┌─ Records for processing

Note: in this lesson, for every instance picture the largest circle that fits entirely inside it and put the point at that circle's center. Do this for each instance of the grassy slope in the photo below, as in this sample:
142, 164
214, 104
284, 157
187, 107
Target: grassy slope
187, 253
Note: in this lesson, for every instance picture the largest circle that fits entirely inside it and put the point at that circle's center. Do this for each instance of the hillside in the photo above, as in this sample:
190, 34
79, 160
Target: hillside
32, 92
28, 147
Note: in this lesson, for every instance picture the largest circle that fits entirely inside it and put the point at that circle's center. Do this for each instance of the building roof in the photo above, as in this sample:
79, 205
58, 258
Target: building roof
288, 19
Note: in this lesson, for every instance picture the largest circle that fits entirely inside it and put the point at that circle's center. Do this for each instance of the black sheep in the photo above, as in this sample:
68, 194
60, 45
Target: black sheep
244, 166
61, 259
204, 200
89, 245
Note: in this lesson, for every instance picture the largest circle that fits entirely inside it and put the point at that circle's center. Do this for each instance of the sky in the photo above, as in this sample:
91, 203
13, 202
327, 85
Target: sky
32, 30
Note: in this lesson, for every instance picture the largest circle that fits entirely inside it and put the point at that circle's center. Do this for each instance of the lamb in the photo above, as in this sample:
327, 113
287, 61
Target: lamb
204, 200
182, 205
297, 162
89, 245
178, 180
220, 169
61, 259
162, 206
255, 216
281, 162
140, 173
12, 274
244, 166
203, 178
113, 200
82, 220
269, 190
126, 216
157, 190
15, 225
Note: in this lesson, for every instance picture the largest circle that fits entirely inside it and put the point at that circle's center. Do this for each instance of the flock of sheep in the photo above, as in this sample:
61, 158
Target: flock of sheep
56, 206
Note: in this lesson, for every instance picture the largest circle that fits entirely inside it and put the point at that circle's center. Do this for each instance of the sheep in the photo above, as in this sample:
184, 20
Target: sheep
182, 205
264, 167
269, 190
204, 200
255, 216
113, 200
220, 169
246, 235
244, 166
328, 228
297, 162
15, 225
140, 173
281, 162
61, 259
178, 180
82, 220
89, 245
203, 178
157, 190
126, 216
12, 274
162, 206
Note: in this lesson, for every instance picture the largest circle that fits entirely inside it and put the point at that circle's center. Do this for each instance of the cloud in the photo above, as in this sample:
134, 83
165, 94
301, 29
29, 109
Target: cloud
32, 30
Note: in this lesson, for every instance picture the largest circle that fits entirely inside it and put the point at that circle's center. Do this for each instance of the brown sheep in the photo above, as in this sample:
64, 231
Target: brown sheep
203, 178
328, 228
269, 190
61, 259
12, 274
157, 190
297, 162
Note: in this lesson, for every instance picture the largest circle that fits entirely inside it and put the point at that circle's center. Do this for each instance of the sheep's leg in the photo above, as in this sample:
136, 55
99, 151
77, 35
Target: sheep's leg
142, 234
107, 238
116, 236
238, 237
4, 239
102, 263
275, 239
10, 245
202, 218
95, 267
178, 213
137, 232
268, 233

└─

What to work on
The answer consists of every entry, returned exactly.

Solution
Note: in this lesson, for every instance picture the largest circle that fits entirely inside it and put the point at that circle's center. Do this for each instance of the grassy slope in the photo below, as in this sample:
142, 164
214, 104
284, 157
187, 107
Target: grassy slope
187, 253
Note: in this lesson, for every instance picture the largest circle that fits entirely inside it and put the point at that circle's center. Do this for each instance of the hillside in the photo above, as in this sample:
190, 34
79, 160
Target: hillside
32, 92
28, 147
Note: in this lesson, for every instance picture the largest circle that fits entirely inside it and put the point at that circle's center. Do this for each instance of the building roof in the photo above, as in this sample:
79, 205
58, 258
Target: building roof
288, 19
Note: in this lesson, for every instance picture the largest circle that fits entirely inside it and put the point at that circle's center. Do this for each instance of the black sheep in the photo above, as in this sample:
68, 194
60, 45
Target: black sheep
244, 166
61, 259
204, 200
89, 245
Note: in this lesson, for every instance picture the largest circle that fits entirely inside it and put the point at that circle's center. Do this for each instance of the sky in the photo above, as in this sample:
91, 203
13, 202
327, 85
Target: sky
32, 30
Note: in this lesson, for every instance picture the largest circle that fits entirely inside it and put the point at that circle's center. Do this for each instance of the lamb in the photo above, as in this sample:
327, 113
287, 61
Target: lamb
204, 200
182, 205
297, 162
89, 245
178, 180
220, 169
61, 259
162, 206
255, 216
281, 162
140, 173
12, 274
244, 166
203, 178
113, 200
82, 220
269, 190
126, 216
157, 190
15, 225
Note: in this lesson, for every instance picture the largest circle that fits entirely inside it and put the point at that circle's center. Do this for each instance of the flock of sheep in the photo above, as in this sample:
61, 158
Target: flock of sheep
56, 206
Note: in this lesson, for every instance picture the largest circle that fits entirely inside it and put the point at that circle's center. Do this for each instance of the sheep in the photo above, as in this sample:
184, 20
Target: sheep
182, 205
264, 167
269, 190
204, 200
255, 216
113, 200
220, 169
246, 235
244, 166
328, 228
297, 162
15, 225
140, 173
281, 162
61, 259
178, 180
82, 220
89, 245
203, 178
157, 190
126, 216
12, 274
162, 206
Note: in this lesson, for every instance picture the largest circle that fits entirely inside it and put the point at that circle's center. Do this for each instance of the cloud in the photo above, as in this sample:
134, 83
165, 94
301, 29
29, 109
Target: cloud
32, 30
Note: in this lesson, for every instance picture the largest circle that fits entirely inside it and put the point at that circle's center. Do this for each instance of the brown sheep in the photo above, as in this sample:
64, 231
Target: brown sheep
203, 178
328, 228
269, 190
61, 259
12, 274
157, 190
297, 162
Note: in this lesson, for every instance picture the largest circle that fits entirely inside it and put the point at that circle's center. Do this for each instance of the sheep's leg in the photo above, as in this sample:
136, 55
99, 151
77, 35
Target: sheep's leg
142, 234
107, 238
116, 236
238, 237
4, 239
102, 263
275, 239
10, 245
202, 218
95, 267
178, 213
137, 232
268, 233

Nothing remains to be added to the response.